:: Provided records

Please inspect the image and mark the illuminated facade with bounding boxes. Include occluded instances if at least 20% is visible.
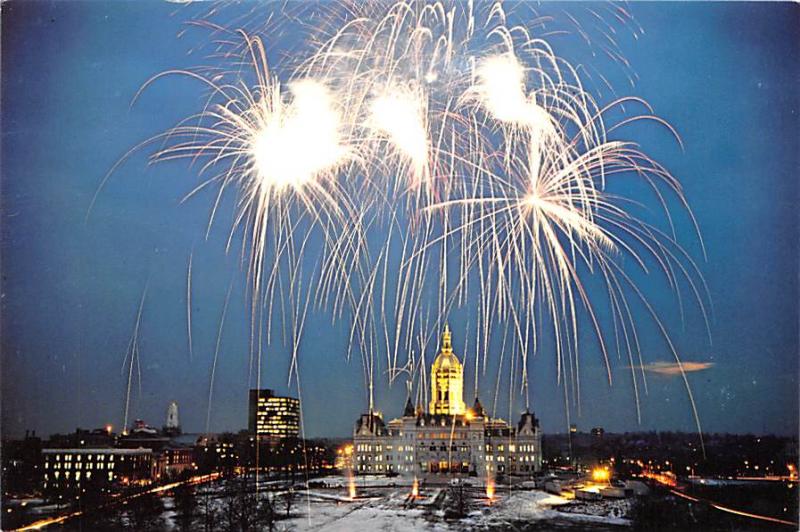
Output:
[42,447,155,491]
[353,327,542,477]
[248,389,300,438]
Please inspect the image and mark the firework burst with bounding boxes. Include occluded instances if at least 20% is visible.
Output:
[117,0,707,438]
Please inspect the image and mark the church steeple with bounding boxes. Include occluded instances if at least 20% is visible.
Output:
[442,323,453,353]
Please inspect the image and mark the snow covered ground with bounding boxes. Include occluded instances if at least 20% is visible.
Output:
[152,477,630,532]
[278,488,630,532]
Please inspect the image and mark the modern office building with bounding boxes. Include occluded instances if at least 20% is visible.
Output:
[248,389,300,438]
[353,326,542,477]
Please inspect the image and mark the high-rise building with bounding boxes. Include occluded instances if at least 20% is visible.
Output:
[352,327,542,477]
[164,401,181,435]
[248,388,300,438]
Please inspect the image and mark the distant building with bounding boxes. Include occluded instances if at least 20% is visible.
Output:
[248,389,300,438]
[164,401,181,436]
[42,447,154,492]
[353,326,542,476]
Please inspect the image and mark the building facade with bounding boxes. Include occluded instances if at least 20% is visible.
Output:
[248,389,300,438]
[353,326,542,477]
[42,447,155,492]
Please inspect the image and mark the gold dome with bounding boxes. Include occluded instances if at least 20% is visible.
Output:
[430,325,466,415]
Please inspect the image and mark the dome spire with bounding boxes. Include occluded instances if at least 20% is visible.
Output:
[442,323,453,353]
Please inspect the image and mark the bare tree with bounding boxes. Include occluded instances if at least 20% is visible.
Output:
[447,482,469,517]
[283,486,297,519]
[200,487,217,532]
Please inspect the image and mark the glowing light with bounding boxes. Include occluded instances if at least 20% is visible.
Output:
[347,473,356,499]
[369,87,428,186]
[592,467,611,482]
[486,478,495,501]
[250,79,348,190]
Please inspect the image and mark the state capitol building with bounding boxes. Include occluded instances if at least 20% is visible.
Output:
[353,326,542,477]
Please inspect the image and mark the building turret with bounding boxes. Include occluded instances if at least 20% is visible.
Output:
[472,397,484,417]
[430,325,467,416]
[164,401,181,436]
[403,397,416,417]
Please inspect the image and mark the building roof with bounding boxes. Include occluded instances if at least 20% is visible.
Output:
[42,447,153,454]
[431,324,461,373]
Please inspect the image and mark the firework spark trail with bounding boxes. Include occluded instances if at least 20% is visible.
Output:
[205,279,233,438]
[122,280,150,432]
[120,0,708,438]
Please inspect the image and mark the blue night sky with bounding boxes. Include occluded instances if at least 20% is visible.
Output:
[0,1,800,436]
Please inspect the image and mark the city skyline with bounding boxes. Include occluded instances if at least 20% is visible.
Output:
[0,2,800,437]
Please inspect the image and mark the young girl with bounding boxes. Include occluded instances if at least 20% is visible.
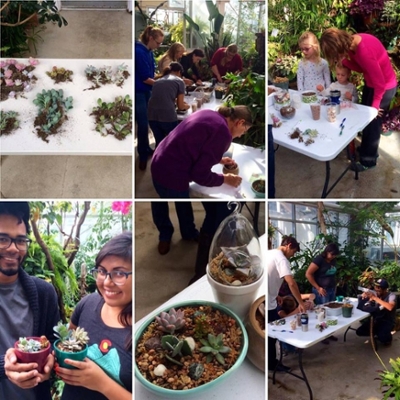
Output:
[148,62,189,147]
[55,232,132,400]
[317,64,358,103]
[297,32,331,91]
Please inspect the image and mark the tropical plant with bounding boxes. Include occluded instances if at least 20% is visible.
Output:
[225,72,265,147]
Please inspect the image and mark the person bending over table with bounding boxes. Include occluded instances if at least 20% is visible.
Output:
[151,106,252,198]
[267,236,306,372]
[179,49,204,85]
[320,28,397,172]
[148,62,189,148]
[306,243,339,344]
[211,44,243,82]
[356,279,396,347]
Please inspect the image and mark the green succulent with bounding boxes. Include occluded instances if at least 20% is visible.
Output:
[199,333,231,365]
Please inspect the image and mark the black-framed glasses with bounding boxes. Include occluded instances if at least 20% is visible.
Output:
[90,268,132,286]
[0,234,32,250]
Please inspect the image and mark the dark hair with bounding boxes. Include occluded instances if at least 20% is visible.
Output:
[218,106,253,125]
[186,49,204,58]
[281,235,300,251]
[321,243,340,258]
[0,201,31,234]
[140,26,164,44]
[96,231,132,350]
[161,61,183,76]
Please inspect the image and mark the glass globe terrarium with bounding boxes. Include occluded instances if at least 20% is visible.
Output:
[207,203,264,319]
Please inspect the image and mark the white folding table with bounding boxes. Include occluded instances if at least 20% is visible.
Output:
[0,59,133,156]
[268,298,369,400]
[268,95,377,198]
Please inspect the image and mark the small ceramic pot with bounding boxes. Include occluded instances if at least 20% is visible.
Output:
[246,295,266,371]
[53,340,88,369]
[14,336,51,374]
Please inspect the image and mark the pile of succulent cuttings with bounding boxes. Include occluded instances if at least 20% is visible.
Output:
[84,63,130,90]
[18,336,50,353]
[288,128,318,146]
[46,66,73,83]
[90,95,132,140]
[210,246,262,286]
[0,110,20,136]
[0,57,39,101]
[135,306,243,390]
[33,89,73,142]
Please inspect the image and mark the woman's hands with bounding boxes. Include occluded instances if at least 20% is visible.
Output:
[4,349,54,389]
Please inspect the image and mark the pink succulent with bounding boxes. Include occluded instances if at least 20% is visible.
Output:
[29,57,39,65]
[4,69,12,78]
[15,64,25,71]
[111,201,132,215]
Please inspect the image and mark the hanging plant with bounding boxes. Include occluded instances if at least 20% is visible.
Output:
[90,95,132,140]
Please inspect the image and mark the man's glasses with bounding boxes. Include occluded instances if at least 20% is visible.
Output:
[90,268,132,286]
[0,235,32,250]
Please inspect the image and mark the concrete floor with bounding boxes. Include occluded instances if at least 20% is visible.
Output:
[135,201,266,321]
[275,132,400,199]
[268,324,400,400]
[0,10,132,199]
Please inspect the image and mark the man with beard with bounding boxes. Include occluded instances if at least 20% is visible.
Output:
[0,202,60,400]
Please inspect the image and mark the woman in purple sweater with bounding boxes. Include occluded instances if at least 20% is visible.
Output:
[320,28,397,172]
[151,106,252,198]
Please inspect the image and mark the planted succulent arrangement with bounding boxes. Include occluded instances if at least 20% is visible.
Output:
[33,89,73,142]
[46,66,73,83]
[0,57,38,101]
[85,63,130,90]
[90,95,132,140]
[135,305,244,390]
[0,110,20,136]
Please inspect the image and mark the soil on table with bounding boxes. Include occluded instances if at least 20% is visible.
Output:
[135,306,243,390]
[0,64,37,101]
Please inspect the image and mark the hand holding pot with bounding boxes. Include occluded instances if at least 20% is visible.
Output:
[4,349,54,389]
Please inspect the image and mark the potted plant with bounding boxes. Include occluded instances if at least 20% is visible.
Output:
[135,300,248,399]
[14,336,51,373]
[246,295,265,371]
[53,321,89,369]
[207,205,264,320]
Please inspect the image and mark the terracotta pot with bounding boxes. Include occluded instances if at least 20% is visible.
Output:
[246,296,265,371]
[14,336,51,374]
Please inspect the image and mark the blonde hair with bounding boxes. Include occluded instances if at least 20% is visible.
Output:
[298,31,321,63]
[140,26,164,45]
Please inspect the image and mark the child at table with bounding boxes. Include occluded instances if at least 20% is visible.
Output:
[317,64,358,103]
[297,31,331,91]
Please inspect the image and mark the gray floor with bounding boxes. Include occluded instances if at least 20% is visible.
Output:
[0,10,132,198]
[135,201,265,321]
[275,132,400,199]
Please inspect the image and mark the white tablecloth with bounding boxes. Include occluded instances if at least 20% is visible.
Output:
[0,59,133,156]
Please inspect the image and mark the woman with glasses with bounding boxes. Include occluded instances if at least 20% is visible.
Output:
[151,106,252,198]
[297,32,331,91]
[56,232,132,400]
[211,44,243,82]
[135,26,164,171]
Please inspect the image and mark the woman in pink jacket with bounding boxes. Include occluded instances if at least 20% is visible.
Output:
[320,28,397,172]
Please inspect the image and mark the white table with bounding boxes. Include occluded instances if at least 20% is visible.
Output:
[189,143,265,199]
[268,298,369,400]
[135,235,267,400]
[268,91,377,198]
[0,59,133,156]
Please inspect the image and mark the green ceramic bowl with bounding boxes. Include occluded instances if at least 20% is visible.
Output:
[53,340,88,369]
[135,300,249,399]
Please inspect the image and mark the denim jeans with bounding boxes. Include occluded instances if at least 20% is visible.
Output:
[312,288,336,304]
[135,92,151,161]
[149,121,178,147]
[151,201,199,242]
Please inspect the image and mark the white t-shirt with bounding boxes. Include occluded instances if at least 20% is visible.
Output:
[267,249,293,310]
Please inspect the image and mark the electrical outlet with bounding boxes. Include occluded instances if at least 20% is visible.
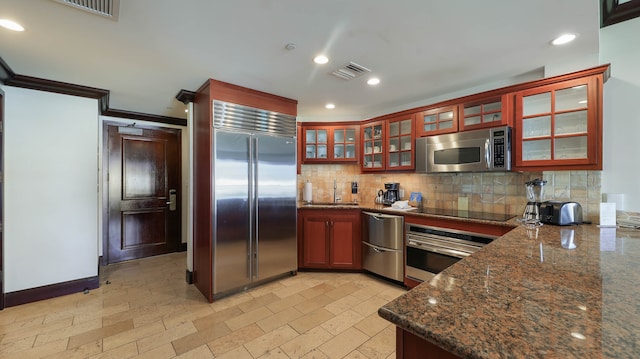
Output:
[458,197,469,211]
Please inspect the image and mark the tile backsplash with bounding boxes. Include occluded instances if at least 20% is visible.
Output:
[298,165,602,223]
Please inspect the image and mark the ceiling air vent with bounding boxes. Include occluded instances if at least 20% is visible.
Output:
[53,0,120,21]
[331,62,371,80]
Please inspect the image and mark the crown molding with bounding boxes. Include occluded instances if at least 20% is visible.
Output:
[0,57,188,126]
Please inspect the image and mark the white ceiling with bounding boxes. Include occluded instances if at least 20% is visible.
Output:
[0,0,599,121]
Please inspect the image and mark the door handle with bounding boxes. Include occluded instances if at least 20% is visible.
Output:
[167,189,178,211]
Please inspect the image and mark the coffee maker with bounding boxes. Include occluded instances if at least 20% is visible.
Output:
[382,183,400,206]
[522,178,547,227]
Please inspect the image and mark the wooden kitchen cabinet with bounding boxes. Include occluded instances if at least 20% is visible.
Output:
[514,67,608,171]
[384,115,415,171]
[458,94,513,131]
[298,209,362,270]
[360,121,386,172]
[416,105,458,137]
[301,124,359,164]
[361,114,415,172]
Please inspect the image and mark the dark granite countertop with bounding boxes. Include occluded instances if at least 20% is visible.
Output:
[378,225,640,359]
[297,202,516,227]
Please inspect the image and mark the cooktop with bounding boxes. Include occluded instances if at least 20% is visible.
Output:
[417,208,515,222]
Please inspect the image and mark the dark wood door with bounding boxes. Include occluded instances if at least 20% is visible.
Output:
[104,124,181,263]
[0,90,4,309]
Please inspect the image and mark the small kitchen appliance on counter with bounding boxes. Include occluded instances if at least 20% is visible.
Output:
[540,201,582,226]
[382,183,400,206]
[522,178,547,226]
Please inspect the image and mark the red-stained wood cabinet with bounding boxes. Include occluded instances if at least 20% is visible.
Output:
[298,209,362,270]
[514,67,608,171]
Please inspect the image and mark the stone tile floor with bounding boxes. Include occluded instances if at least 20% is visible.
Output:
[0,252,405,359]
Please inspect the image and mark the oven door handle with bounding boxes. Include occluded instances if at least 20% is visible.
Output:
[407,241,470,259]
[362,242,395,253]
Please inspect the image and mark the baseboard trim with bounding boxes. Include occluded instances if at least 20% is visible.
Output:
[4,276,100,308]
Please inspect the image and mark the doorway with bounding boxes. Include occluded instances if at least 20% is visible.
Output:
[102,122,182,264]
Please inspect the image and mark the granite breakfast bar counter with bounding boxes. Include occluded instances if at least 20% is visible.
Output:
[378,225,640,358]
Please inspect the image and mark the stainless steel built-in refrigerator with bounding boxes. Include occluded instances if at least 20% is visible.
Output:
[212,101,297,297]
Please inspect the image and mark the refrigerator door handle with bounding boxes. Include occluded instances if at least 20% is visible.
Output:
[250,136,260,281]
[247,136,255,281]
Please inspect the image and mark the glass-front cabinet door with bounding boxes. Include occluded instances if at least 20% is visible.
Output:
[332,127,358,162]
[515,77,602,167]
[386,115,415,170]
[301,123,360,163]
[360,121,385,171]
[460,95,511,131]
[304,127,329,160]
[416,105,458,137]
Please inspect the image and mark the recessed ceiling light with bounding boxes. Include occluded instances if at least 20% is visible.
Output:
[0,19,24,31]
[551,34,576,45]
[313,55,329,65]
[367,77,380,86]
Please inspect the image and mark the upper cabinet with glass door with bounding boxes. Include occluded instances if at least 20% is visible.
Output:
[386,115,415,171]
[301,124,359,163]
[331,126,359,162]
[514,75,603,170]
[360,121,386,171]
[415,105,458,137]
[302,126,329,162]
[459,95,511,131]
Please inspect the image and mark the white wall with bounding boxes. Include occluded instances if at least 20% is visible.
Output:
[600,18,640,212]
[2,86,98,293]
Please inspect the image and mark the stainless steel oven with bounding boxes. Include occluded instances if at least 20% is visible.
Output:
[405,223,496,282]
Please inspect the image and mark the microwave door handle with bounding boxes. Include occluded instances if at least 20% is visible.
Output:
[484,138,491,170]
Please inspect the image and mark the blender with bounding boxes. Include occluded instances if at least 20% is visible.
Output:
[522,178,547,227]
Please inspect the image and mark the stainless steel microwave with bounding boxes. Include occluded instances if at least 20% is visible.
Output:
[416,126,511,173]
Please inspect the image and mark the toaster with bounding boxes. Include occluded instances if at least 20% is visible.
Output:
[540,201,582,226]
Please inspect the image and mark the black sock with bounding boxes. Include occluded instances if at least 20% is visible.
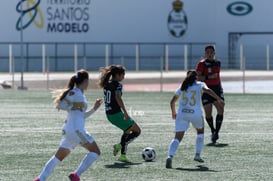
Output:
[120,132,140,155]
[215,114,224,133]
[206,117,215,133]
[120,133,129,155]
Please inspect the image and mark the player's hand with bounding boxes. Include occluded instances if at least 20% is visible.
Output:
[93,99,102,110]
[217,99,225,108]
[172,112,176,119]
[124,112,130,120]
[71,106,82,112]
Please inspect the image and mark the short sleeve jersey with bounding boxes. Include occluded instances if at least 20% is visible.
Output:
[196,59,221,86]
[103,80,122,114]
[175,81,207,114]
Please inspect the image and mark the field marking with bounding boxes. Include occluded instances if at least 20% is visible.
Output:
[0,128,273,135]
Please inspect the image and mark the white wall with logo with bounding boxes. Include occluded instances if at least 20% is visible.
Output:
[0,0,273,69]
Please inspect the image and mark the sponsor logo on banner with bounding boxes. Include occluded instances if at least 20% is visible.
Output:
[227,1,253,16]
[16,0,91,33]
[167,0,188,38]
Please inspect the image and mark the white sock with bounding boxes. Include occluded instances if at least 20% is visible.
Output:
[76,152,99,176]
[168,138,179,157]
[195,134,204,154]
[39,155,61,181]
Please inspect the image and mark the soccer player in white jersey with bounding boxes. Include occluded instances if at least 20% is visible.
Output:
[33,70,102,181]
[166,71,224,168]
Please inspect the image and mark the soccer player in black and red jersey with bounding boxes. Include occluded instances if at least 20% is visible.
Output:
[196,45,224,144]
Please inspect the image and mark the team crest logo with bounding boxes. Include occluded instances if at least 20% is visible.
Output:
[168,0,188,38]
[16,0,44,31]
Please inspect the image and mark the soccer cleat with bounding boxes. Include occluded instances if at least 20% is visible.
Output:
[113,144,121,156]
[193,154,204,163]
[68,172,80,181]
[166,157,172,168]
[118,155,129,162]
[211,133,219,144]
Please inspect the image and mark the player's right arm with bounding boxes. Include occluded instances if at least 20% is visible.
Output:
[196,60,206,82]
[115,91,129,120]
[56,92,74,111]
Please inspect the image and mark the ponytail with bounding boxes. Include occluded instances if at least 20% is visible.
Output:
[53,69,89,103]
[98,65,125,88]
[180,70,197,91]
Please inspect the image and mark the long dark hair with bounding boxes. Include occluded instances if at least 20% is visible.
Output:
[53,69,89,103]
[181,70,197,91]
[98,65,125,88]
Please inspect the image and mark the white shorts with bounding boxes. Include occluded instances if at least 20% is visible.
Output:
[60,130,95,151]
[175,113,204,132]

::::

Give the part that opens with the line containing "Please inspect the image and mark the woman's" and closes with the line containing "[111,201,132,215]" again, swapping "pink succulent" for "green succulent" and leaving everything else unchanged.

Please inspect the image and mark the woman's hands with bounding boxes. Include occluded instances if at least 20% is visible.
Output:
[4,349,54,389]
Please inspect the image and mark the green succulent with bounding boxes. Include occluded instances if at least 20% is visible.
Output:
[29,57,39,65]
[4,69,12,78]
[15,64,25,71]
[111,201,132,215]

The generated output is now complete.